> [Stored items]
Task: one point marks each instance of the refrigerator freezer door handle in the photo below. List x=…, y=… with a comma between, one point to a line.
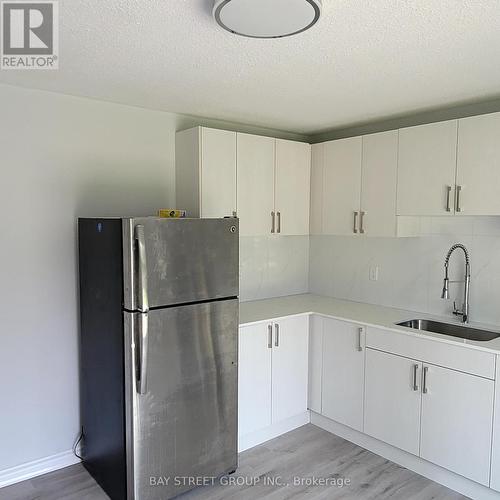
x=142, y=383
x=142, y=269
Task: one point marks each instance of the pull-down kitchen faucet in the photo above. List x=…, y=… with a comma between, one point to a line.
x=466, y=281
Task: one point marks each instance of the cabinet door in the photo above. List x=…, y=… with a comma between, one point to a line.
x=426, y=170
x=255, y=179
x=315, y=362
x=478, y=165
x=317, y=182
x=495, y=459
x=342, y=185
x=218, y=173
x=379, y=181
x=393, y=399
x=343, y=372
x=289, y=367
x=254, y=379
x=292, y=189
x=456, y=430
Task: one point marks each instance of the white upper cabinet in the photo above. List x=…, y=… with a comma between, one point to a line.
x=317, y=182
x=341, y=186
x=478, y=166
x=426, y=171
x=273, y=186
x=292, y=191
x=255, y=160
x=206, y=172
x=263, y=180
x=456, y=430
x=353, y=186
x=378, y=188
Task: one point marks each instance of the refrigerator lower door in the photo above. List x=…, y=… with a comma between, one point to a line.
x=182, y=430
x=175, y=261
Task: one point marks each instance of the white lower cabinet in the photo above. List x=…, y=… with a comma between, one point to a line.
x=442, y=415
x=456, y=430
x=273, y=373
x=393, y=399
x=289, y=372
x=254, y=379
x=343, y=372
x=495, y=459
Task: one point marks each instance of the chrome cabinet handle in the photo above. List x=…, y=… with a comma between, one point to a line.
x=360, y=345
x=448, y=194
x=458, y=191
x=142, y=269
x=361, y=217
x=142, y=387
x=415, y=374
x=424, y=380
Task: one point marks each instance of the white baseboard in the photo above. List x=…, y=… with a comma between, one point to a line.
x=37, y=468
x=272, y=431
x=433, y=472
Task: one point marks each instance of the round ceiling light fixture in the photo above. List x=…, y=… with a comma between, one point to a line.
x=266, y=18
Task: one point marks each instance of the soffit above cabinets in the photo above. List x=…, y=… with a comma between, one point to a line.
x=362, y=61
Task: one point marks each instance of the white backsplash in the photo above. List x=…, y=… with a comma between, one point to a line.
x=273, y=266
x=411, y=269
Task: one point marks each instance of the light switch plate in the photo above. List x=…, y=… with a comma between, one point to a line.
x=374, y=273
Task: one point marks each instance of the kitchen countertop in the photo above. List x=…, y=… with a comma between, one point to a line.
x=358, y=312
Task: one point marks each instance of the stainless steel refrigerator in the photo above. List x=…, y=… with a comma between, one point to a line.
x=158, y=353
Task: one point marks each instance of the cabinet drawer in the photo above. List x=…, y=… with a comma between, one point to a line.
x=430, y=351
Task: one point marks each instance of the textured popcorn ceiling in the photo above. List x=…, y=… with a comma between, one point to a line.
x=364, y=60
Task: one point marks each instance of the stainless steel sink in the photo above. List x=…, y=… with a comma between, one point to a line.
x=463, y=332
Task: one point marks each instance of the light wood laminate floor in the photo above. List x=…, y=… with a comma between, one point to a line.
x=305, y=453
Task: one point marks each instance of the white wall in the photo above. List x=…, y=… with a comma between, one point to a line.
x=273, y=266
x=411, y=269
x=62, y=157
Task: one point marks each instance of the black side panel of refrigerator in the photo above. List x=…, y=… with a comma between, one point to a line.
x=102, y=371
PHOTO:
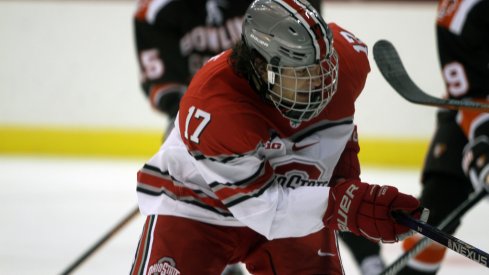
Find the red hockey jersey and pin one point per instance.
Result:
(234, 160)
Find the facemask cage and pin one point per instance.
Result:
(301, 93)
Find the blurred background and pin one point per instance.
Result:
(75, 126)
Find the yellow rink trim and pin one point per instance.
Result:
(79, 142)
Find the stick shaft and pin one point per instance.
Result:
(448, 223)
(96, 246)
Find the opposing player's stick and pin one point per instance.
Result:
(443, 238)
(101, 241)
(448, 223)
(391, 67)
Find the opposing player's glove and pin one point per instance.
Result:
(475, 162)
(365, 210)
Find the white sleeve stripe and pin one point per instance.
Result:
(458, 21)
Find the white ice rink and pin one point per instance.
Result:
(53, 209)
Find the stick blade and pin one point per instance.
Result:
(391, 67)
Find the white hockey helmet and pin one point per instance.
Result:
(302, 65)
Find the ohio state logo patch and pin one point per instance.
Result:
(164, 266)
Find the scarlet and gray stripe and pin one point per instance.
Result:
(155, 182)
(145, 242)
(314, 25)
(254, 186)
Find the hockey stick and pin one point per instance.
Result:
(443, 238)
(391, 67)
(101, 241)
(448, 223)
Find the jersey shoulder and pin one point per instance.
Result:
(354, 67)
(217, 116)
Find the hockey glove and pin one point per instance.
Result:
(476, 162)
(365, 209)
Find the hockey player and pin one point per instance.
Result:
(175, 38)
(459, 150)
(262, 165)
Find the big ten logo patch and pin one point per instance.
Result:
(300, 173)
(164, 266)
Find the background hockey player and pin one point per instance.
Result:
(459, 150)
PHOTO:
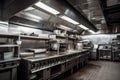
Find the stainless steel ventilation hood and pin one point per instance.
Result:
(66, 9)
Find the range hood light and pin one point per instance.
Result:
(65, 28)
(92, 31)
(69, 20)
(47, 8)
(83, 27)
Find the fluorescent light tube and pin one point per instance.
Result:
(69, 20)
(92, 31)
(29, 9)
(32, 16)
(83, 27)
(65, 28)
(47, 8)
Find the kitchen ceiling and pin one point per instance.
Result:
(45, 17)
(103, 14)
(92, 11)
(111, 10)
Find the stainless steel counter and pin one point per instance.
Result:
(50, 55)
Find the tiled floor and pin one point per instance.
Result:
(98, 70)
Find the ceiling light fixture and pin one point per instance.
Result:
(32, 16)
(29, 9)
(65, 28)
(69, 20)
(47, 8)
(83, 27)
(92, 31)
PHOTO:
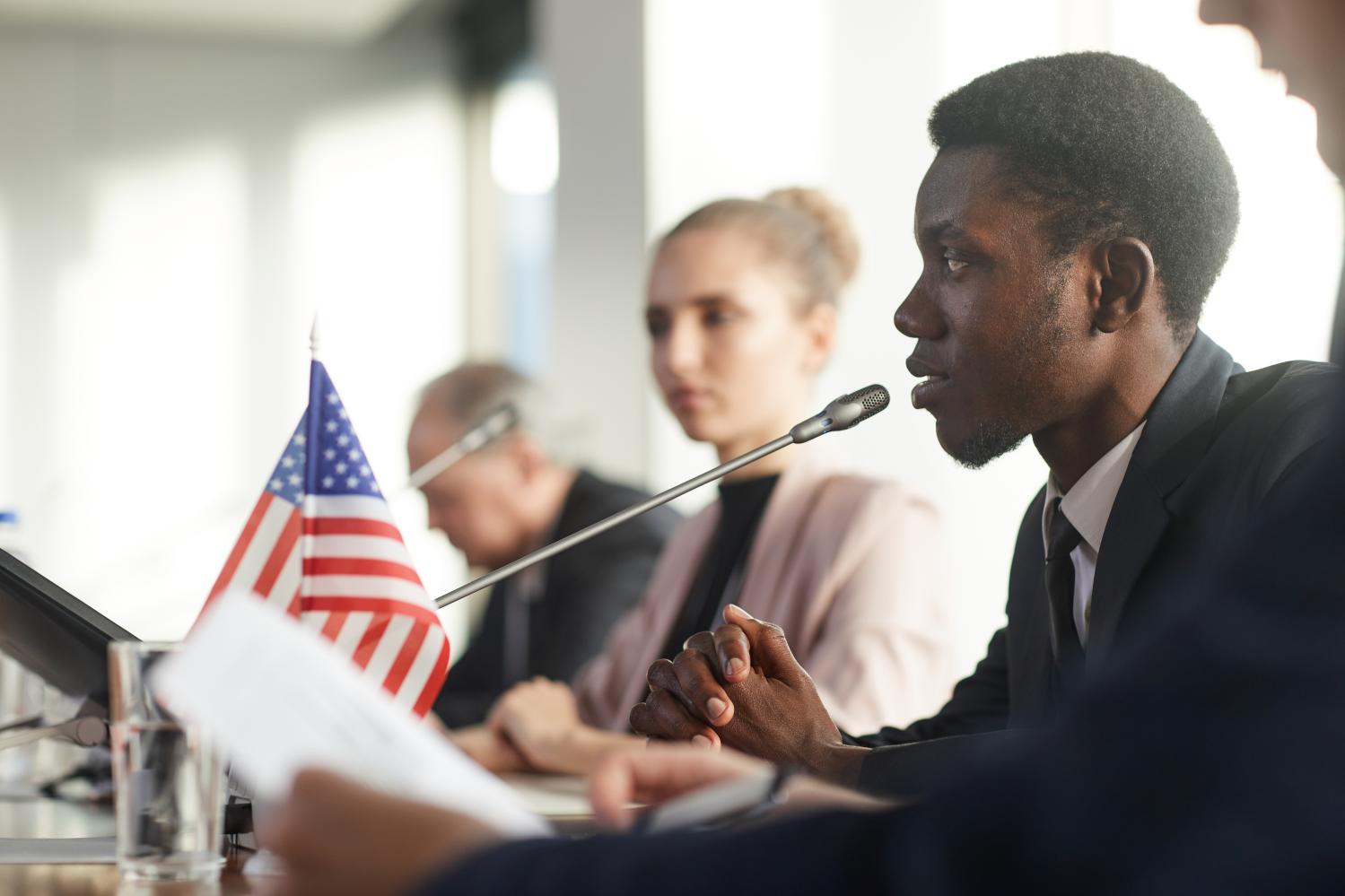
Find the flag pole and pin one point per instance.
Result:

> [TASK TO COMPLETE]
Retrieve every line above holding the word "patch".

> [ANSWER SECTION]
Find the ohio state logo patch and pin one point per instance.
Find the big ten logo patch and pin one point per instance.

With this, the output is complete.